■ **Given entries**
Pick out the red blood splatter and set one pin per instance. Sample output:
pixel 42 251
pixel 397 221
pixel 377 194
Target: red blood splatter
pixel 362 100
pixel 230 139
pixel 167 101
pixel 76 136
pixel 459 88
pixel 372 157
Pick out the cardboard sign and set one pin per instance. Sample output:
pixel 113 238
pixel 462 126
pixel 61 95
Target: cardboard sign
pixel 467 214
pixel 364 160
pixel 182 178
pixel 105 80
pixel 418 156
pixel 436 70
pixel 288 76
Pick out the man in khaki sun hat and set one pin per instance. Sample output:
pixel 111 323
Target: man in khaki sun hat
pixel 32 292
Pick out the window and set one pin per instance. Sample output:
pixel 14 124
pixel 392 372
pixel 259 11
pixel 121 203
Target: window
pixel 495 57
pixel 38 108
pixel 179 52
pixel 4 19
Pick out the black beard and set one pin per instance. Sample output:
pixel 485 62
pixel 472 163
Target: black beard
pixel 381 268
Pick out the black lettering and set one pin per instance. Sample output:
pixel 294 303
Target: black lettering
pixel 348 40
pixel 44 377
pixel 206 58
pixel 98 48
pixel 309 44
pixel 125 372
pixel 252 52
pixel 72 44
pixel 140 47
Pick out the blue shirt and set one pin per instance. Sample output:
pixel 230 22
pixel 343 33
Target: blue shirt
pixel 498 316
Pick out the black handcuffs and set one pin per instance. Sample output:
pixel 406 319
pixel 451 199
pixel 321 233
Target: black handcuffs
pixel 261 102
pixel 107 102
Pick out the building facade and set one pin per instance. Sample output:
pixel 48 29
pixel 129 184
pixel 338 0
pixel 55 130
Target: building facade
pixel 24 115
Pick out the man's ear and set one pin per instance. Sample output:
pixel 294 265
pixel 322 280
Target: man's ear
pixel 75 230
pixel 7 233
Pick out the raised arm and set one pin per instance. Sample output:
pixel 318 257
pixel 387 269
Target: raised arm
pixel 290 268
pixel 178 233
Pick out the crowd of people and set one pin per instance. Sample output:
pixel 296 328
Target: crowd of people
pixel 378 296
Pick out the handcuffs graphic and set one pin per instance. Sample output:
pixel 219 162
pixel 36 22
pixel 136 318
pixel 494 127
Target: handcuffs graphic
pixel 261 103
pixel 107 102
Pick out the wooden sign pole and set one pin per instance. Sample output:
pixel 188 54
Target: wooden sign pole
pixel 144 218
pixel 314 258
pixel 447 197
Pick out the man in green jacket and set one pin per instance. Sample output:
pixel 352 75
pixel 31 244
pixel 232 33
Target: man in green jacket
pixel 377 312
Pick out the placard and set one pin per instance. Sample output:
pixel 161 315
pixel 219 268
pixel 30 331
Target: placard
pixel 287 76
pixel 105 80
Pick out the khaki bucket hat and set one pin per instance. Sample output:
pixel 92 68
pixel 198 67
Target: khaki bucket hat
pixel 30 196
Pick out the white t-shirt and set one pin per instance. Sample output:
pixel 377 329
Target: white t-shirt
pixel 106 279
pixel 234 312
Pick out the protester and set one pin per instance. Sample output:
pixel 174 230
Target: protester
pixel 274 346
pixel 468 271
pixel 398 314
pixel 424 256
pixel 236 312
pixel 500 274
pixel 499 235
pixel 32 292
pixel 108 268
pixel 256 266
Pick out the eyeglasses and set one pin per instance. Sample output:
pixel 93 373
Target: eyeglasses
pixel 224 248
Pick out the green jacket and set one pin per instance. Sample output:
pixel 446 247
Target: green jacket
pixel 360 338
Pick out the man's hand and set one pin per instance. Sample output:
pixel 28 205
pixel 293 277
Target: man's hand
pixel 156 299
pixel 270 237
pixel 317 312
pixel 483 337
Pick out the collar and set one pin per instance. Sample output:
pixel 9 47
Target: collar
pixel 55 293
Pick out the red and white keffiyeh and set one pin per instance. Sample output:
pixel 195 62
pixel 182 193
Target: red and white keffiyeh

■ **Problem details**
Could you repeat exactly the lines above from the line with "Pick out the cardboard" up to and including the line with "pixel 296 328", and only those?

■ **Result for this exercise**
Pick out the cardboard sign and set one pin per instance. Sample output:
pixel 113 238
pixel 462 126
pixel 61 95
Target: cardboard sign
pixel 467 214
pixel 364 160
pixel 182 178
pixel 105 80
pixel 418 156
pixel 436 70
pixel 288 76
Pick out the man in khaki sun hat and set one pin per instance. Sample output:
pixel 111 323
Target: man in khaki sun hat
pixel 32 292
Pick out the window and set one pin per instance. Sample output:
pixel 14 124
pixel 392 372
pixel 259 11
pixel 121 203
Target: window
pixel 495 57
pixel 38 108
pixel 179 52
pixel 4 19
Pick out the black beard and set one pin per instance. Sample output:
pixel 485 62
pixel 472 163
Target: black beard
pixel 381 268
Pick out the black lettering and set one pin per instance. Sample output:
pixel 294 303
Target: black lettering
pixel 348 40
pixel 44 377
pixel 206 58
pixel 98 48
pixel 309 44
pixel 125 372
pixel 252 52
pixel 72 44
pixel 140 47
Pick out the blue shirt and set one pin per instance. Sample output:
pixel 230 22
pixel 343 33
Target: blue shirt
pixel 498 316
Pick out the black handcuffs and set one pin per instance. Sample output:
pixel 406 319
pixel 451 199
pixel 321 233
Target: black handcuffs
pixel 261 102
pixel 107 102
Pick out the building facade and set one pin per instance. Sample output:
pixel 48 29
pixel 129 184
pixel 338 0
pixel 55 130
Target: building facade
pixel 24 115
Pick out the man's ear and set one pin per instance. Sample output:
pixel 294 265
pixel 322 280
Target: man's ear
pixel 75 230
pixel 7 233
Pick out the raised arm and set one pin per instance. Sample output:
pixel 318 257
pixel 387 269
Target: raised arm
pixel 290 268
pixel 178 233
Pick out the crowd of people and set one pin per instance. Sample output:
pixel 296 328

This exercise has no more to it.